Exercise:
Reproduce every one of the records below line for line and character for character, omitting the pictures.
◇ ◇ ◇ ◇ ◇ ◇ ◇
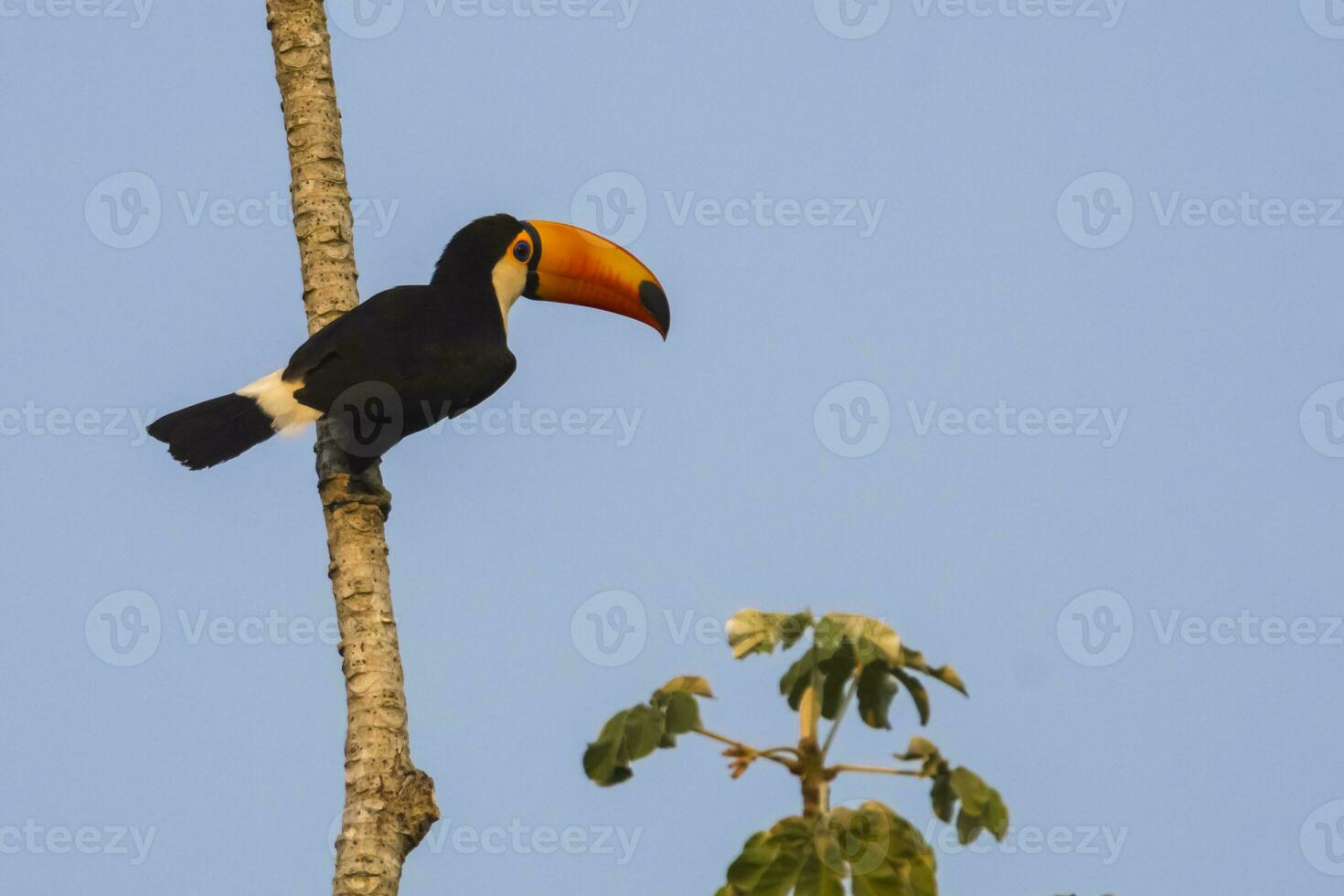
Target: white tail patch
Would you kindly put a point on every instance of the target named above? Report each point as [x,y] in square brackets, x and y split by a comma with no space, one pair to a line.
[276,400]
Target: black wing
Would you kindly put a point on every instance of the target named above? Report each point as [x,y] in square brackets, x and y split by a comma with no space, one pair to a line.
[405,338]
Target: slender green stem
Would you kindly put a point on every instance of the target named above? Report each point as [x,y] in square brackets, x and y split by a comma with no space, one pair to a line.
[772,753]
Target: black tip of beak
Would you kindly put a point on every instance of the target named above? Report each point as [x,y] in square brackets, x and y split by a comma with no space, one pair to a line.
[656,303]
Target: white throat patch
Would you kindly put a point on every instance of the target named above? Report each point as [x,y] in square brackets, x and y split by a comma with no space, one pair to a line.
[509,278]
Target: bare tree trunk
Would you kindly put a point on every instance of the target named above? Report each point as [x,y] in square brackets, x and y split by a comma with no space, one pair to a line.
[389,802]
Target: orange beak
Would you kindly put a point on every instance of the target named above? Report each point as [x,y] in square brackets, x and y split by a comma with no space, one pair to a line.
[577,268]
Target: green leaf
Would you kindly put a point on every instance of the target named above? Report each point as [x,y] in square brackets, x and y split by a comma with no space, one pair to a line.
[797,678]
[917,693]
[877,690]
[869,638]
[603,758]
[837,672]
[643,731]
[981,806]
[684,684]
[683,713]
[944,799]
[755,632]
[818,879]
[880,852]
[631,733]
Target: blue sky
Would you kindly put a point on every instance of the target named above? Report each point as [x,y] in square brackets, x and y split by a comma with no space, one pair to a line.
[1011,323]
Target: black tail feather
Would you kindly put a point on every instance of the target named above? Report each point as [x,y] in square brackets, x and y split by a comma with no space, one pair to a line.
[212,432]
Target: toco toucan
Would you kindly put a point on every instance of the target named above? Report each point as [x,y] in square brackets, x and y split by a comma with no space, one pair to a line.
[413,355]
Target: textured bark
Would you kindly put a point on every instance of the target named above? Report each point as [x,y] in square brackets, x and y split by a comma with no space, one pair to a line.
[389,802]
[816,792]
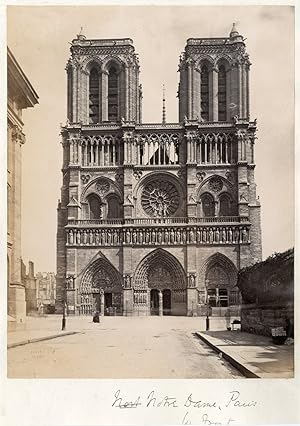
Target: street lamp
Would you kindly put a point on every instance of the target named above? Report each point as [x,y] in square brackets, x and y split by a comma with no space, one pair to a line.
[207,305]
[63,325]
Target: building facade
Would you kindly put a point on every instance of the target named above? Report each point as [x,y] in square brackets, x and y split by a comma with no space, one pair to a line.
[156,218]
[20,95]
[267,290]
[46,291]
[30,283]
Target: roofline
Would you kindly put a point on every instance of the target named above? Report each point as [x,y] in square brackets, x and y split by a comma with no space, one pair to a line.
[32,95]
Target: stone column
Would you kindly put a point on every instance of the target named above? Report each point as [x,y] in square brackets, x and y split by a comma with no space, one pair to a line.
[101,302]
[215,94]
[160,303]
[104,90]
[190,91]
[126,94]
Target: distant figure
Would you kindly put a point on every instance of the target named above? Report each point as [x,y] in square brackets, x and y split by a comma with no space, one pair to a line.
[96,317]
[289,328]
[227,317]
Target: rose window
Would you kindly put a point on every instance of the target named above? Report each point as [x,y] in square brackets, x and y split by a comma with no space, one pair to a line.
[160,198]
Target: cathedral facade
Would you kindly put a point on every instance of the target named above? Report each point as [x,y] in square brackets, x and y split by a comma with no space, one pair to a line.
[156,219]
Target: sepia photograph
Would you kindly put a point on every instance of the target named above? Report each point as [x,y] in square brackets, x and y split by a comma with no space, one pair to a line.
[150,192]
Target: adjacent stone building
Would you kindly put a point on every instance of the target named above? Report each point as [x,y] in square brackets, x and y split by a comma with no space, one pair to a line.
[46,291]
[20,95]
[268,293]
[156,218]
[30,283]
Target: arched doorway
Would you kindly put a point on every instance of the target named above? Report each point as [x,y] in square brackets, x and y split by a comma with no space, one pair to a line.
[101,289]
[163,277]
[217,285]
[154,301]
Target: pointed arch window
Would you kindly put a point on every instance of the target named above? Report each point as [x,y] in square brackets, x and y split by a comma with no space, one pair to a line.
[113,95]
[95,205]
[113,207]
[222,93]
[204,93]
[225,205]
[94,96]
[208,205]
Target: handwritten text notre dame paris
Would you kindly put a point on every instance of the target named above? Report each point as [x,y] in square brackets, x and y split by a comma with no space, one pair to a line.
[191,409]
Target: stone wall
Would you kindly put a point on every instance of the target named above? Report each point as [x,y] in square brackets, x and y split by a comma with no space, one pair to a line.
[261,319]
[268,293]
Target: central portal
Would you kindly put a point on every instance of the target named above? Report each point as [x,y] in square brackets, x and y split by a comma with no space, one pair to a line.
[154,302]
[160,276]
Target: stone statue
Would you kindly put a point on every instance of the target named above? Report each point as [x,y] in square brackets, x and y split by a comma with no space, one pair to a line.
◇ ◇ ◇ ◇ ◇ ◇ ◇
Result of this exercise:
Target: white tail patch
Would you kindly put a point on every instance of the target named above? Report each point as [x,y] in square brackets, x and y split by a comma with no space, one pair to a line.
[276,400]
Target: black wing
Would you kindly put a point on every instance of the target named above? Report each point as [x,y] in square brackets, x and y split by a comma with no space, one pair to a line.
[405,338]
Target: slender green stem
Would you kindly put a point on every instance of the target named above? Report each point as [x,y] in square brackets, x and y split by a comma with no space, one pair to a line.
[772,753]
Target: black tip of beak
Would you kindly put a point on every instance of the target named above? Report each point as [x,y] in square brackets, x and y split by a comma with no space, one pair to a line.
[656,303]
Target: white throat patch
Would you kindly put a point on every instance of the target named above? Report each point as [x,y] in square brackets, x and y split by a comma with no space, one pair to a line.
[509,278]
Target: bare tree trunk
Would you kindly put a point on every instance of the target named above? Report each point as [x,y] in square brackets, x and y split by a comma with no space, one pair to a line.
[389,802]
Target: orange beak
Would you kindly put a point on every instance of the target named above? Report each point as [x,y] in square brackets, x and y split by a comma with no space, one pair to a line.
[577,268]
Target: green leaf
Would you kindly put a point on every instance of the target named above? Report each point as [x,y] in square brackets, x and y split by a comma with no space, one pair to a line.
[797,678]
[917,693]
[877,690]
[869,638]
[603,758]
[837,672]
[643,731]
[981,806]
[684,684]
[683,713]
[944,799]
[755,632]
[818,879]
[880,852]
[631,733]
Target: blue sky
Would you kindly put a point on every instance of the target named above? Report each point as [x,y] in square brackets, x and y split by a comma with no space, one pair to a line.
[1011,323]
Target: black tail feather
Would you kindly put a point on every instance of the target named above? Report each point as [x,y] in square brackets, x and y split by a comma with no space, one pair to a line.
[212,432]
Target: toco toucan
Would you kindly put a point on every instance of the target named above? Report each point as [x,y] in square brackets, x and y split by a comma with no space, one pair to a line.
[413,355]
Target: textured bark
Would you kindly put a point on every instance of the target named above? Report each point as [x,y] in square brackets, x and y split by a comma with no space, one pair to a line.
[389,802]
[816,792]
Target: street lamp
Would you kindly put a point on every instance of the target named above? Report each point as [x,y] in square brackets, x and y split by a comma with no space, one pair to a line.
[207,305]
[63,325]
Target: building facade
Would you kindly put a point on every instance of the target named above? Report each point as [x,y] in square brackets, x and y split by a comma with no space, one pair to a line.
[156,218]
[20,95]
[267,290]
[46,291]
[30,283]
Target: roofline
Would you kindly put a point on every instance of the target named above? Report each point as [x,y] in square brackets, x and y split by a comma with no space, one pair to a line.
[32,95]
Target: stone column
Would you kindly put a point on every instance of the target named above? Report each point as [x,y] in square brackets, x and y split by a comma with no space, one pair to a line.
[101,302]
[215,94]
[160,303]
[104,90]
[190,91]
[126,94]
Target: distant figure
Would you kindly put a point on every instance of the target named above? Report each point as [x,y] in square brackets, x and y split by a comma with no space, one pair to a line.
[96,317]
[289,328]
[227,317]
Target: rose window
Would you kindly put a point on every instance of the target named above? Report each point as [x,y] in square brackets, x and y split by a comma with no space, one pair to a line.
[160,198]
Target: cathedral facade
Would you kindly put a point on every instance of the target named above? Report each point as [x,y] in square brackets, x and y split by a comma with no space, one pair to a line.
[156,219]
Target: sepia photograph
Would you kindly put a point on every instance of the target named above? Report each point as [x,y] in square brackets, x and y split by a comma with no space, one pair to a line.
[150,192]
Target: adjacent stone building
Would you kindly put a point on every instance of the target named above? Report each point as [x,y] in square brackets, x and y split by a comma with no space, one pair to a line.
[46,291]
[20,95]
[268,293]
[156,218]
[30,283]
Target: arched doorway
Would you kindly put a point on every instance of the target named above? Report each point as [x,y] in square brackets, x and y split by a comma with no space, one pair to a line.
[101,289]
[163,277]
[217,285]
[154,301]
Target: pointed arch window
Would you kindly put a point on every instance of the target named above? Report each point as [x,y] in square brackets, x and y split by a comma with no space, one pair to a line.
[113,95]
[95,205]
[113,207]
[222,93]
[204,93]
[225,205]
[94,96]
[208,205]
Target: handwritten text notre dame paris
Would you kindly put a point on every instance of the target named above? Report each point as [x,y] in square brackets, x and y split by a comma with no space, one pair to a line.
[191,409]
Target: stone wall
Would you kindly put a point on every instance of the target named above? Report each point as [x,y] in square brackets, x and y split by a comma with no space, one pair to a line.
[261,319]
[268,293]
Target: central portal
Would you kindly put a point on every instance of the target named above? Report each point as [x,y] in square brackets, x and y split by a comma with no space, one pair to a line.
[154,302]
[160,276]
Target: stone statue
Would you kindly put a point on every instance of the target named above? Report each point as [x,y] in square brackets, x and y split by a comma with no space, one pair to a line.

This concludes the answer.